→ Your task
Print out all of the data below, keeping it identical to the original.

→ Available records

################

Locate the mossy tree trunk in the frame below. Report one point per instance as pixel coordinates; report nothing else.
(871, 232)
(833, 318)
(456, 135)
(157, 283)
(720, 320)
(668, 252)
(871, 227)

################

→ Task solution
Locate the mossy tree trunk in the frame below. Report one point per instance as pixel coordinates; report nothing else.
(871, 232)
(833, 318)
(456, 135)
(157, 283)
(720, 320)
(668, 252)
(871, 227)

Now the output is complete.